**What this exercise asks:**
a - Copy the stretch of the Game of Thrones research post from "The purpose of" through "a real person’s.".
b - Summarize the Game of Thrones research post in two sentences.

[Text segment Boundary: Start]

Recently, I came across an article about mortality and survival in Game of Thrones (GoT). The study is published in Injury Epidemiology, examining the survival of 330 main GoT characters, sociodemographic factors, time to death, and circumstances of death. They find that mortality risk is high and characters are more likely to die if they are male and lowborn.
The article is a great read including humorous aspects. I started to search for other GoT research and found astonishingly many articles. And there is probably more!
Fight, flight or finished: forced fitness behaviours in Game of Thrones by Rhodes and Zehr discusses the forced fitness behaviours and associated hormonal responses in GoT.
The purpose of the study from Daniel and Westerman (2017) is to determine how people reacted to the end of a parasocial relationship per a character death, by analysing Twitter reactions after the death of fictional character Jon Snow from Game of Thrones. They found that we may respond to a television character’s death in some similar ways as a real person’s.
Jules and Lippoff (2016) investigate the dermatological deaseas called Greyscale and compare it to the Hansen disease, or leprosy.
And finally, Clapton and Shepherd (2017) show that cultural texts such as GoT can show us different ways of thinking about the world.
There must be more articles that in a serious (or not so much) way try to gain knowledge from a television serious or how we react or interact with/to it. I would love to study some ecological aspect of Game of Thrones. Maybe something about the dragons…
References:
Clapton, W. and Shepherd, L. J. 2017. Lessons from Westeros: Gender and power in Game of Thrones. Politics. 37(1) 5–18.
Daniel, E. S. and Westerman, D. K. 2017. ValarMorghulis (All Parasocial Men Must Die): Having Nonfictional Responses to a Fictional Character, Communication. Research Reports, 34:2, 143-152.
Jules B. and Lipoff, M. D. 2016. Greyscale—A Mystery Dermatologic Disease on HBO’s Game of Thrones. JAMA Dermatol. 152(8):904.
Lystad, R. P. and Brown, B. T. 2018. Death is certain, the time is not”: mortality and survival in Game of Thrones. Injury Epidemiology20185:44
Rhodes, R. E. and Zehr, E. P. 2017. Fight, flight or finished: forced fitness behaviours in Game of Thrones.

[Text segment Boundary: End]
[Supplied material Boundary: Start]

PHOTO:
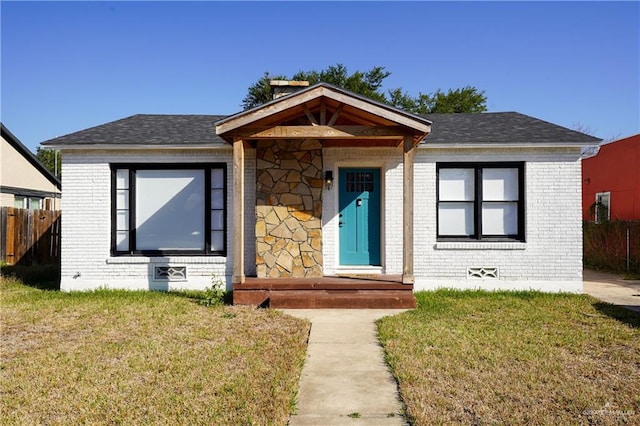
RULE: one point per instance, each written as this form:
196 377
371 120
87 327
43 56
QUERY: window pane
122 199
500 184
455 219
170 210
499 218
122 220
122 179
34 203
122 241
217 240
456 184
217 219
217 178
217 199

[Supplied material Boundary: End]

**Solutions by task:**
a -
The purpose of the study from Daniel and Westerman (2017) is to determine how people reacted to the end of a parasocial relationship per a character death, by analysing Twitter reactions after the death of fictional character Jon Snow from Game of Thrones. They found that we may respond to a television character’s death in some similar ways as a real person’s.

b - The post describes a study in Injury Epidemiology of 330 main Game of Thrones characters, which found that mortality risk is high and that characters are more likely to die if they are male and lowborn. It then lists other research on the series, covering forced fitness behaviors and hormonal responses, Twitter reactions to the death of Jon Snow, the disease Greyscale compared with leprosy, and how cultural texts like the series can show different ways of thinking about the world.